§ 本文抜粋:
>>>

Webマーケティングの起点になるのは検索です。人が何かに関心を持ったり、行動を起こしたりするときに最初に行うのが検索であり、その瞬間をとらえてSEOや広告の施策を打つのがWebマーケティングの最も王道的な方法になります。

今回は、ユーザーの検索行動に基づいて効果的なマーケティング施策を行うためのフレームワークをご紹介します。

人はなぜ検索するか?

ところで、人が検索を行う背景には、様々な動機や文脈があります。

・テレビを見ていたら知らない芸能人が出てきたのでどんな人が知りたい
・仕事の書類に知らない専門用語が出てきたので調べたい
・要らない家具を実家に配送したいけど、必要な料金や手続きを知りたい
・インフルエンザのワクチン接種をするため、近所のクリニックで予約をしたい
・石鹸が残り少なくなってきたので安いショップでまとめ買いしたい
・仕事の発注先の企業について、どんな企業なのか詳細を知りたい
・資産運用に興味があるけど何をしたらいいのかわからないので、初心者向けの記事を読みたい
etc…

マーケティング活動を適切に行うためには、ユーザーの行動の目的を知る必要があります。検索キーワードには表れない、本当のユーザーの意図を知らなければ正しいアプローチができません。

ところが、データとして取得できる検索キーワードを見るだけでは、ユーザー1人1人の検索の目的を知ることはできないし、マーケティング施策の重要度の判断もできません。

3つの行動フェーズ

そこで有用なのが、ユーザーの検索行動を「日常フェーズ」「比較フェーズ」「指名フェーズ」の3つの行動フェーズから捉えて、フェーズごとにマーケティング施策を検討するフレームワークです。次の通りになります。

<<<

Webマーケティングについての本文は、ユーザーの検索行動をどの3つの行動フェーズから捉えるとしていますか？ 次のリストは参照しなくても解答できます。

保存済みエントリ
>>>

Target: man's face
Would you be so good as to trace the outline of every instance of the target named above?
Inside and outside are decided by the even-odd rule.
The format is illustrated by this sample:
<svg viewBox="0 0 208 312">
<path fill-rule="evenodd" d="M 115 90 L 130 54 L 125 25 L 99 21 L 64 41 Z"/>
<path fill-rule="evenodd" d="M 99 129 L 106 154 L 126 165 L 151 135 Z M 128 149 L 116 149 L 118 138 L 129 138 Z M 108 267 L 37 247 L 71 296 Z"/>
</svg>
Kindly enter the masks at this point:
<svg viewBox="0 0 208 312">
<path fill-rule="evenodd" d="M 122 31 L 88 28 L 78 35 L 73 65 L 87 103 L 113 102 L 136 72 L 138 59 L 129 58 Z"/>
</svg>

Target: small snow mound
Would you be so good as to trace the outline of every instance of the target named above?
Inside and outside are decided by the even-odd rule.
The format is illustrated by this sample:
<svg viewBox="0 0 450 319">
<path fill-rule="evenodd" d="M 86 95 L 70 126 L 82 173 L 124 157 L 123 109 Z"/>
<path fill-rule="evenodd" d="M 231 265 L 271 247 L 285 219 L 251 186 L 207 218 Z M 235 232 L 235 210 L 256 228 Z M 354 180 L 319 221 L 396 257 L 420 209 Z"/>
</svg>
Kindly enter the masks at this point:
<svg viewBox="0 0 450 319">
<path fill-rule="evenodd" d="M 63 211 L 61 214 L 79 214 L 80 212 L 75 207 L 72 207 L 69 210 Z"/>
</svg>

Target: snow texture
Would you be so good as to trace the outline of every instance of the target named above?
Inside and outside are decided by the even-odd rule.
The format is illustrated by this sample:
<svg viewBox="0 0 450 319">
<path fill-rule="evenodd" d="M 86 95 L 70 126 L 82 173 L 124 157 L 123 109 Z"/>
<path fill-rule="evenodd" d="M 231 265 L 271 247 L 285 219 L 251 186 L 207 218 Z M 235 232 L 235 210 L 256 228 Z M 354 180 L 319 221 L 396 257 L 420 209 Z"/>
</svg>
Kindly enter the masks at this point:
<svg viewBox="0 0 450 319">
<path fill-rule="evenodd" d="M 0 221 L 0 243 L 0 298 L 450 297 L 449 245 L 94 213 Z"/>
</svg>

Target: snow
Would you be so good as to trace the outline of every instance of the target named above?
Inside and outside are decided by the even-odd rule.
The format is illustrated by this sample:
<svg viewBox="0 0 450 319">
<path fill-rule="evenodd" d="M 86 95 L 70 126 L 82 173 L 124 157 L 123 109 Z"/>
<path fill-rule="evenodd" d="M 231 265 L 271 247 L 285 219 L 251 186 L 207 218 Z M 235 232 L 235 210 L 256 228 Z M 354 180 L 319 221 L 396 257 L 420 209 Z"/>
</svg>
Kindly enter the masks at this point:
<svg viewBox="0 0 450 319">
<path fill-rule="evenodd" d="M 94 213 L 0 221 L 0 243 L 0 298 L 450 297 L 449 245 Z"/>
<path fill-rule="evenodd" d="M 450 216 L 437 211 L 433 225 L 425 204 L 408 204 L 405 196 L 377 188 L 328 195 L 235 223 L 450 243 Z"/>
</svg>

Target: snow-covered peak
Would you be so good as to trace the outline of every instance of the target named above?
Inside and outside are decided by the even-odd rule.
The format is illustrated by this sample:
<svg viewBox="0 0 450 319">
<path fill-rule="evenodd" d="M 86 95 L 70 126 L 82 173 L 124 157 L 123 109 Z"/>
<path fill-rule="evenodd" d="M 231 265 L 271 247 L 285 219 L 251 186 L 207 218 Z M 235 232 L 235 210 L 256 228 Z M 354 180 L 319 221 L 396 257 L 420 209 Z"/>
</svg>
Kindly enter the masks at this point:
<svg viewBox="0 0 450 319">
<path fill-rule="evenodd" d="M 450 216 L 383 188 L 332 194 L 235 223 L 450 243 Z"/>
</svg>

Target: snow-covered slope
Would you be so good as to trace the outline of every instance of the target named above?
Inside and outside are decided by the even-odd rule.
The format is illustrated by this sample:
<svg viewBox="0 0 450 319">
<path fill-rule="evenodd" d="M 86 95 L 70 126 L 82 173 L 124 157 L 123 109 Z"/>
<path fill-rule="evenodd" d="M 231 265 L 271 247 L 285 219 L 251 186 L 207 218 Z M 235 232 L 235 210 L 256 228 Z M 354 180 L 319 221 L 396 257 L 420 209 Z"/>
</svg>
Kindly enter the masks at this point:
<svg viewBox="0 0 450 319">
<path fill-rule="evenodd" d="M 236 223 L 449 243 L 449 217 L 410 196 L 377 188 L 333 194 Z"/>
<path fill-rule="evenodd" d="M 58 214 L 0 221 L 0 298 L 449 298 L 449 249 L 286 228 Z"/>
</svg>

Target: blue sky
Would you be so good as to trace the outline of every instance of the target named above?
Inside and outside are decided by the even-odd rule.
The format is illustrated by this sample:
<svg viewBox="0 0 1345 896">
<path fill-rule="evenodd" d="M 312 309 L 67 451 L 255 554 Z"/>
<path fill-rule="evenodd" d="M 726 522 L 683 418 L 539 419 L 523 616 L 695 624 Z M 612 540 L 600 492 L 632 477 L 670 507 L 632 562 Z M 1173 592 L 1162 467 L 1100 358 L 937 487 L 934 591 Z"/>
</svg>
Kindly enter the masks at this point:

<<<

§ 解答全文: 「日常フェーズ」「比較フェーズ」「指名フェーズ」の3つです。